Listing:
▬▬▬

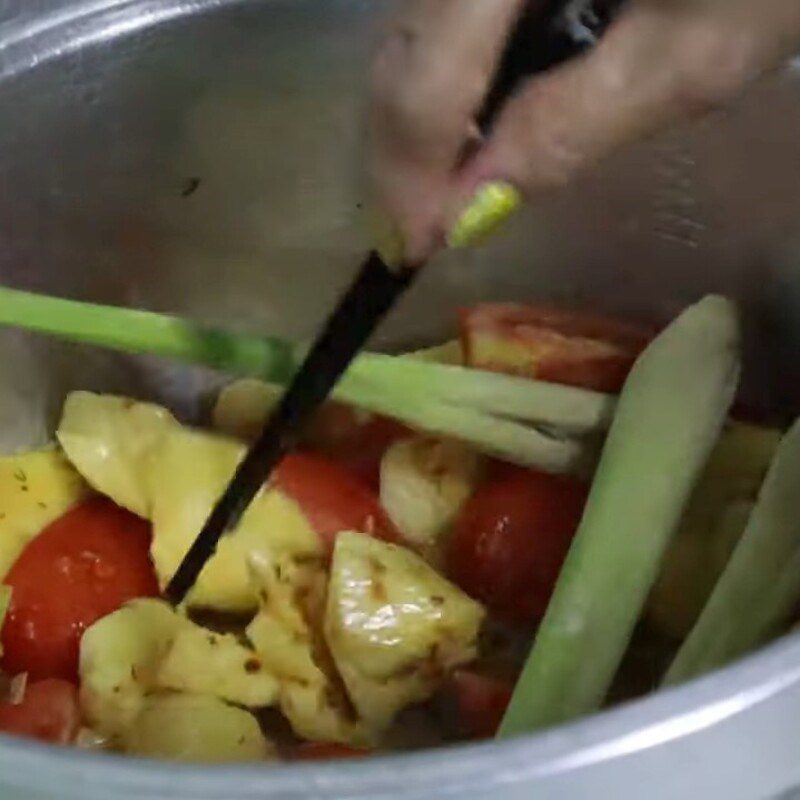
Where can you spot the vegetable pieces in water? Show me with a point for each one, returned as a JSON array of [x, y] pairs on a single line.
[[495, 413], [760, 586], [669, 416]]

▬▬▬

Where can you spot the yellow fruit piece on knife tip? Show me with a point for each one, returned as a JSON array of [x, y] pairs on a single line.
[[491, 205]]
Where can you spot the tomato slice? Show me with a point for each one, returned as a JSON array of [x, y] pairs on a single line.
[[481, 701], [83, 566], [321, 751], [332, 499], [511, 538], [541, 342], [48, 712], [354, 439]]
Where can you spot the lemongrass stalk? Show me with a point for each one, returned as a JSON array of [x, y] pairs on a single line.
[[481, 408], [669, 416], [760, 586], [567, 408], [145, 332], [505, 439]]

▬▬▬

Given problem: Could you copy the stretch from the line containing "Where can you spot the yellow" through the line containing "332], [505, 439]]" word for word, including both of those lines?

Answer to this exercise:
Where can you spot the yellow fruit piece on knife tip? Show me with a point for each one, returned as a JSON array of [x, y] pairs on a single line.
[[491, 205]]
Where can you spot the tomato slice? Show me with a point for each one, returned as a JSON array of [x, y] pairs on a single line.
[[481, 701], [83, 566], [321, 751], [332, 499], [511, 538], [541, 342], [48, 712], [354, 439]]
Where can you spot the lemongrass stalk? Show me with a point for each one, returned as a JSON array of [x, y] pairs on a single line.
[[481, 408], [669, 416], [760, 586], [567, 408], [145, 332], [505, 439]]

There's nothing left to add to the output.